**DOCUMENT EXCERPT:**
How do we explain the failure so far to produce a balanced F scale? It is suggested here that this failure is due not to the F scale's being inherently irreversible (Christie, Havel & Seidenberg, 1956) but to the omission of certain test-construction precautions in the past. The fundamental dictum that seems to have been overlooked is that one can never know in advance whether an item actually measures what it seems to measure. The psychologist can never know on a priori grounds whether his subjects are responding to the same features of any item that the psychologist himself sees as most important. It is because one must seek evidence that an item measures what it purports to measure that the entire business of item-analysis goes on. The elementary form of such evidence is that an item be shown to correlate with some criterion (usually the total score on the proto-scale ) . What this paper proposes is that the version of a reversed item finally used be selected on such an empirical basis -- in this case its correlation with the F scale total score.


Data Gathering

A pool of reversed versions of original F scale items was constructed, some being original constructions and some being drawn from previous work -- notably Christie, Havel and Seidenberg (1956). The dictum of these authors that an item should be a psychological as well as a grammatical reversal was closely followed. For every original item there were three to five reversed versions. These items were included in a questionnaire, preceding the original F and the LW scale. After these again came some other items not of interest here. The preamble of the questionnaire was as follows:

"This is a survey for research purposes only and no attempt will be made to trace back answers. Just an honest expression of your opinion is sought. All details will be strictly confidential.

This questionnaire is in fact the preliminary version of a survey that will later be made to find out what people's opinions and preferences are. Because it is a trial version we have in many cases used several different but similar questions to find out one thing we would like to know. You will therefore find the questionnaire very repetitious. This is definitely not a trick to find out how consistent you are. No two questions are in fact exactly the same.

On the basis of your responses we will be cutting down the questionnaire to about a quarter of its present length, so what we would like you to do is work carefully through and indicate your agreement or disagreement with each statement in its own right -- without looking back to see how you responded before. There is a space under each item where you can write any comments you would like to make.

For each statement you can give one of five answers -- from "Strongly Agree" to "Strongly Disagree". You indicate which answer you want to give by circling a number."

**TASKS:**
- a) Return the passage of the F scale excerpt that begins at the words "A pool of reversed" and stops after the words "be strictly confidential.", copied verbatim.
- b) Select every line of the entries that contains the word "black", treating uppercase and lowercase letters as different.

Source records
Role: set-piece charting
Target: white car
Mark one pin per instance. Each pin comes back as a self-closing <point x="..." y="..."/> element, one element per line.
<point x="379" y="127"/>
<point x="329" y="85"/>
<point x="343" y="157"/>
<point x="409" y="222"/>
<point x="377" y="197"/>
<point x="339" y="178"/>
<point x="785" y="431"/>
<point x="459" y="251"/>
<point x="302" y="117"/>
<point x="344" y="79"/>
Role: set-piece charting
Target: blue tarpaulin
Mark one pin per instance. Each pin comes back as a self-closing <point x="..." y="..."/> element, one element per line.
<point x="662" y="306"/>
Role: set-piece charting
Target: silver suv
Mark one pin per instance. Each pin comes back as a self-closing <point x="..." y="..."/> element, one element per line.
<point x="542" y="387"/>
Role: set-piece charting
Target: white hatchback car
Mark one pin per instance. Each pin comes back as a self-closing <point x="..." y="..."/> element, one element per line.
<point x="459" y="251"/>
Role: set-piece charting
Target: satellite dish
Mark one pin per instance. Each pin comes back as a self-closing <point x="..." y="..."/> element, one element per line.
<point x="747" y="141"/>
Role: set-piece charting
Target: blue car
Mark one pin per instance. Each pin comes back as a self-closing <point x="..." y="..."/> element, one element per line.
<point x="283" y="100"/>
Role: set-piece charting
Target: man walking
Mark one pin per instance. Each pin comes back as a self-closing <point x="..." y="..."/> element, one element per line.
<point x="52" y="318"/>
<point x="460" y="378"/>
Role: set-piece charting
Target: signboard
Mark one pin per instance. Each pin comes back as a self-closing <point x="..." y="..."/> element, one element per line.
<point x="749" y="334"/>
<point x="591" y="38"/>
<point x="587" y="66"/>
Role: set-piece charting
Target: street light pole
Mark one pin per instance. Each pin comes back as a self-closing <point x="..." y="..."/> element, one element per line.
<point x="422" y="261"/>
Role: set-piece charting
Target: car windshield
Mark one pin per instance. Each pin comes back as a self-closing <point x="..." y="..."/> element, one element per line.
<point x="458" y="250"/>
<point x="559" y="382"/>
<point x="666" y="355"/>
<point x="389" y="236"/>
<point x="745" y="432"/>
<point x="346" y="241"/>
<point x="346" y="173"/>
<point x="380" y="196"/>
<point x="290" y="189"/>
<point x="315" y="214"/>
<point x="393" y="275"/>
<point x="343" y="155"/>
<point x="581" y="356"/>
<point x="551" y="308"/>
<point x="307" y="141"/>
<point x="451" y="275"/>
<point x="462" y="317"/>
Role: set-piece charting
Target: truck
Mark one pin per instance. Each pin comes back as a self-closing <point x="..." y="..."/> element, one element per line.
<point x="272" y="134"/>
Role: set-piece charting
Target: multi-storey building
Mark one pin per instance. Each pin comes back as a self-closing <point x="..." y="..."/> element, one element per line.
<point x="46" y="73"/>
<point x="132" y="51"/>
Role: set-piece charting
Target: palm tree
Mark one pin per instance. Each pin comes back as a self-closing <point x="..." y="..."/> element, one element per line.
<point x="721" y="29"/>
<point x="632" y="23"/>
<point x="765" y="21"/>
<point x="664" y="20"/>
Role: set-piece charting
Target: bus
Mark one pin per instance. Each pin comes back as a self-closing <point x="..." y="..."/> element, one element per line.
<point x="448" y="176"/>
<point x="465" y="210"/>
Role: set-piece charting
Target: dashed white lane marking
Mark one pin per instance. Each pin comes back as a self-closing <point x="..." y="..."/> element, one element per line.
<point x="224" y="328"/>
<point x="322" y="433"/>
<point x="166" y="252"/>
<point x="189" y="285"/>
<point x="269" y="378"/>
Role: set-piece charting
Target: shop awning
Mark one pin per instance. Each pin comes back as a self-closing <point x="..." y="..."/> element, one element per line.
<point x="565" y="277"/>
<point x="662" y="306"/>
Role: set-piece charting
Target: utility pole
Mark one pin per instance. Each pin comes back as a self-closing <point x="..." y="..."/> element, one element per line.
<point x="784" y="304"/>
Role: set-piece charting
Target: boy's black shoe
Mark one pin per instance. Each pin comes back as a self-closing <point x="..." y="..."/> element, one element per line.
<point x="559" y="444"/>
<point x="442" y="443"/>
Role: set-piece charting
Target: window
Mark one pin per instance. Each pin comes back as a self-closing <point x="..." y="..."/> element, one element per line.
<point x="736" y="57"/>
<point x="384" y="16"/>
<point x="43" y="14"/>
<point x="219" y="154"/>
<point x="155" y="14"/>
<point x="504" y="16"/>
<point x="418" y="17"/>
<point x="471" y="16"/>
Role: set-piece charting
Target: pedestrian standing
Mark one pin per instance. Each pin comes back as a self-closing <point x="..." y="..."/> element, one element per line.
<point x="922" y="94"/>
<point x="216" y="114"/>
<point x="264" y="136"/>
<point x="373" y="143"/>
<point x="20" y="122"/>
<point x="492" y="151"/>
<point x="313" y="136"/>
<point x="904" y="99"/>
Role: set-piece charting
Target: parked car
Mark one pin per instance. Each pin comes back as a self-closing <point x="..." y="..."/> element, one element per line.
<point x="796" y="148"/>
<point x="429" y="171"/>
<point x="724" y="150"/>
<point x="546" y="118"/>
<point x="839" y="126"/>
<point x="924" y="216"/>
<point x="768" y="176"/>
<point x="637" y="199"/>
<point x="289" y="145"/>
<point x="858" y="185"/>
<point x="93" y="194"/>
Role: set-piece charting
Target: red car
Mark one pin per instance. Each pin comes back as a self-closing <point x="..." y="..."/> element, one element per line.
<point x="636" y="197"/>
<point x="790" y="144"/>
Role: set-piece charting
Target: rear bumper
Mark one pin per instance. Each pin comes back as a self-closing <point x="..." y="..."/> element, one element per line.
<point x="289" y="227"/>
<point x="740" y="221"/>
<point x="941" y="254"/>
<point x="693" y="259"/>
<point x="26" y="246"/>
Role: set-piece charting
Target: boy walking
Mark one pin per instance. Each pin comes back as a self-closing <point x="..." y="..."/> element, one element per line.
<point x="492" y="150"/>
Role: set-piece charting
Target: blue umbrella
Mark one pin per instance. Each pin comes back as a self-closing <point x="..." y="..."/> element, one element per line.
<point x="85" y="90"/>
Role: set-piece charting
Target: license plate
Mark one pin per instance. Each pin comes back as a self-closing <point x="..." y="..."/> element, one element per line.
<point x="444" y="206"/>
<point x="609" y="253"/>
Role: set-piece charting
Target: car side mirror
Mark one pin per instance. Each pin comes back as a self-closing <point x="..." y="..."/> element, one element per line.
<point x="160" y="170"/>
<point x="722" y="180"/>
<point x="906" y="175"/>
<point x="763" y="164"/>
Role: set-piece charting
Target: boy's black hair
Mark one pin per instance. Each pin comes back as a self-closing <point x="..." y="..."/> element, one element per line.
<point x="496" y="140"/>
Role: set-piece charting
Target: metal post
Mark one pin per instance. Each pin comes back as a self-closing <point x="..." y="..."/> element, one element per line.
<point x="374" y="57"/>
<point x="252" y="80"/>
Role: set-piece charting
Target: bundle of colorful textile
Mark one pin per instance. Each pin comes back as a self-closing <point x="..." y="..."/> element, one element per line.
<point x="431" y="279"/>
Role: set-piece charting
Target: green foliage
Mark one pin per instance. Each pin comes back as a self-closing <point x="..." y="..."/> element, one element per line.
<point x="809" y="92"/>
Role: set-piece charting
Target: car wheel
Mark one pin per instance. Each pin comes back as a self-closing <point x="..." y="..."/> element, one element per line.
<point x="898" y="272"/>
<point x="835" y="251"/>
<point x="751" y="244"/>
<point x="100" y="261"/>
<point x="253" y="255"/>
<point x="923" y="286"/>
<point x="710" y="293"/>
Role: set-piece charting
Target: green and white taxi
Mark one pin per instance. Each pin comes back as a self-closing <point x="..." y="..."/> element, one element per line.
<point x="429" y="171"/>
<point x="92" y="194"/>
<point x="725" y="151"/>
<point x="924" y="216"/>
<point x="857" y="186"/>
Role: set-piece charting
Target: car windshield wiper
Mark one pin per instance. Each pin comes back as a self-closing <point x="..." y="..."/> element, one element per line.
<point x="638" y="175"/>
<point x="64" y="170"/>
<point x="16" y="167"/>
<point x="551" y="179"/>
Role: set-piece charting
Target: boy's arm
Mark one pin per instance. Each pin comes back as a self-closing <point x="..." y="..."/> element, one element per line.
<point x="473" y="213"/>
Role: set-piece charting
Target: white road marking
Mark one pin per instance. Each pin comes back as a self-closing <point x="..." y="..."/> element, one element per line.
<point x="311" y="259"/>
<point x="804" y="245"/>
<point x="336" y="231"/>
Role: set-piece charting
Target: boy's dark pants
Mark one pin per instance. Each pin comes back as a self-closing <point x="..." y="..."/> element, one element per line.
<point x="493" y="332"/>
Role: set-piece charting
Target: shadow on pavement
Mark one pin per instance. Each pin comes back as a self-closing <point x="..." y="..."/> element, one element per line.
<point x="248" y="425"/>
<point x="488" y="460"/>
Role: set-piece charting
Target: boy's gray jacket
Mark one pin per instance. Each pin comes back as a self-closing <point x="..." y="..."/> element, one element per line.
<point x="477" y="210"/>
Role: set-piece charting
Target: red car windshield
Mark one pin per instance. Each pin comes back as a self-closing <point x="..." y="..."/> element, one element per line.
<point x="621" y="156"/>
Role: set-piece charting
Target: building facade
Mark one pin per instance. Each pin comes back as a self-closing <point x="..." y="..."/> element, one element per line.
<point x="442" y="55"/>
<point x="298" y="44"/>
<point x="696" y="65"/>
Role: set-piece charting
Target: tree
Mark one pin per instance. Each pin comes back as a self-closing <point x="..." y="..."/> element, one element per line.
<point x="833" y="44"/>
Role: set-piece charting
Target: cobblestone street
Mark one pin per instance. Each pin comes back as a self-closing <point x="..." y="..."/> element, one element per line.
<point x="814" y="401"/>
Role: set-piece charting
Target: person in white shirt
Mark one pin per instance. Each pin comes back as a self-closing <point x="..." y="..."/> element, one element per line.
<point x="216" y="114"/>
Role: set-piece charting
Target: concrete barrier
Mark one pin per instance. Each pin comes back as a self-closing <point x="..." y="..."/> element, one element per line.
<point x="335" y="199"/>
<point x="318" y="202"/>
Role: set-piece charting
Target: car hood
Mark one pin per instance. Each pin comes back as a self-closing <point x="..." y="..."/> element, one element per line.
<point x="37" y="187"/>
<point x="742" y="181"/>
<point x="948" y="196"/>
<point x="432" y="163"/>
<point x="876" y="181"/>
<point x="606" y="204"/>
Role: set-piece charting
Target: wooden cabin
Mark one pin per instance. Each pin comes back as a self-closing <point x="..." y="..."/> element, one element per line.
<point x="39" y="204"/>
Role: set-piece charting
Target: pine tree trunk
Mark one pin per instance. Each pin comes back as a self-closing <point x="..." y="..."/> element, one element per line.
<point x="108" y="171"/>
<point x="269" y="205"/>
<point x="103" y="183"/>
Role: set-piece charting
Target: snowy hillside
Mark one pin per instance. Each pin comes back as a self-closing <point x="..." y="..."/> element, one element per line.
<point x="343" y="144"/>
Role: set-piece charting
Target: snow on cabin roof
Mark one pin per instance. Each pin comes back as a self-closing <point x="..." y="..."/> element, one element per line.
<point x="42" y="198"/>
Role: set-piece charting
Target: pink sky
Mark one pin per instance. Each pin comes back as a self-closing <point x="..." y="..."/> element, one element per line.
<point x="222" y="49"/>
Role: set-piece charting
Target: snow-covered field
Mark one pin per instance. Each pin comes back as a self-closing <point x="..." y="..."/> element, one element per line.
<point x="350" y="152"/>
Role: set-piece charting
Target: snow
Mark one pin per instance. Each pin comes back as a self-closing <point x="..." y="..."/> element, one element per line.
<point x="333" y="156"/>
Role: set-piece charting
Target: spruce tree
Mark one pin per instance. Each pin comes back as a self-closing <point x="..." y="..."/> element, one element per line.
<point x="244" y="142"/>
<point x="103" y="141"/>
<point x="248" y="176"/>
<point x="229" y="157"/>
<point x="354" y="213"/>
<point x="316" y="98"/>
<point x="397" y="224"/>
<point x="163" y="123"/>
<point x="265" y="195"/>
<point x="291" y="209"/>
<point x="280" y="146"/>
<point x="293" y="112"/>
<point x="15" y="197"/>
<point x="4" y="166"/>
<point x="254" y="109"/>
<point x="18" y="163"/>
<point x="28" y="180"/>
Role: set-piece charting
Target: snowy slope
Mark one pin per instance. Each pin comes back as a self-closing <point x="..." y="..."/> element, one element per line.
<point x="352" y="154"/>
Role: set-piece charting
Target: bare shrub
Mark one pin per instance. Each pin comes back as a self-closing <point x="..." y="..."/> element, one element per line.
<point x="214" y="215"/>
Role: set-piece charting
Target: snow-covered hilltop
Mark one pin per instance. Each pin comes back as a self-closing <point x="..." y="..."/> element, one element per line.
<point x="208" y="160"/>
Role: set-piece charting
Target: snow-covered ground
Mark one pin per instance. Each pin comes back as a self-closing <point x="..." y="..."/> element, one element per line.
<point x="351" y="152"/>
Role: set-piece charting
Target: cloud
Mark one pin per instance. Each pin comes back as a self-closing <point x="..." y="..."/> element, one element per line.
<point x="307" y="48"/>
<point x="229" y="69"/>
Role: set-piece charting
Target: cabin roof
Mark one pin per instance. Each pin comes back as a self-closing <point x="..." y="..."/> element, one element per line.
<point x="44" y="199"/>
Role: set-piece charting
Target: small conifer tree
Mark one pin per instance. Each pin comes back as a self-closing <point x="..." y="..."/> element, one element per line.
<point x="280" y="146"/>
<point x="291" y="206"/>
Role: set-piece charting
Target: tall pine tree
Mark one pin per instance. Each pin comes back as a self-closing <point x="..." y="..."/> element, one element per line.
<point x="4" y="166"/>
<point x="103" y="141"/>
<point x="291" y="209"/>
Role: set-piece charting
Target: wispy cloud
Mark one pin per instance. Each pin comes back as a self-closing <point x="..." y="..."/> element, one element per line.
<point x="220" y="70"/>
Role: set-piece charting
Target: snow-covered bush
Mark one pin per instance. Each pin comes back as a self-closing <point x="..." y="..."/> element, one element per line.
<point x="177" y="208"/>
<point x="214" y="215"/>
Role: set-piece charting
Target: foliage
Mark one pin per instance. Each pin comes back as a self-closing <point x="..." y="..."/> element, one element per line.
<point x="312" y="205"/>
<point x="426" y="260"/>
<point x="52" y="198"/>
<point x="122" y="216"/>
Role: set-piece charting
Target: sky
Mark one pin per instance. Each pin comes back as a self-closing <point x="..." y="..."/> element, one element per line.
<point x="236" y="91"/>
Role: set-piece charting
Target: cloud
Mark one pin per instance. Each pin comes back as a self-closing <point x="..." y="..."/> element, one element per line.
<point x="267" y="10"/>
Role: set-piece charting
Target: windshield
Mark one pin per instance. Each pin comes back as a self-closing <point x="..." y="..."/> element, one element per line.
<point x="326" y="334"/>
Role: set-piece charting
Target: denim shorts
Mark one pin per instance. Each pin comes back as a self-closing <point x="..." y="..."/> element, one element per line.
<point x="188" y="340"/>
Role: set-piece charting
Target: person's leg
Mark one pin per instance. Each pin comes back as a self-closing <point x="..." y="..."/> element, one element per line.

**SOLVED TASKS:**
- a)
A pool of reversed versions of original F scale items was constructed, some being original constructions and some being drawn from previous work -- notably Christie, Havel and Seidenberg (1956). The dictum of these authors that an item should be a psychological as well as a grammatical reversal was closely followed. For every original item there were three to five reversed versions. These items were included in a questionnaire, preceding the original F and the LW scale. After these again came some other items not of interest here. The preamble of the questionnaire was as follows:

"This is a survey for research purposes only and no attempt will be made to trace back answers. Just an honest expression of your opinion is sought. All details will be strictly confidential.

- b)
Target: boy's black shoe
Target: boy's black hair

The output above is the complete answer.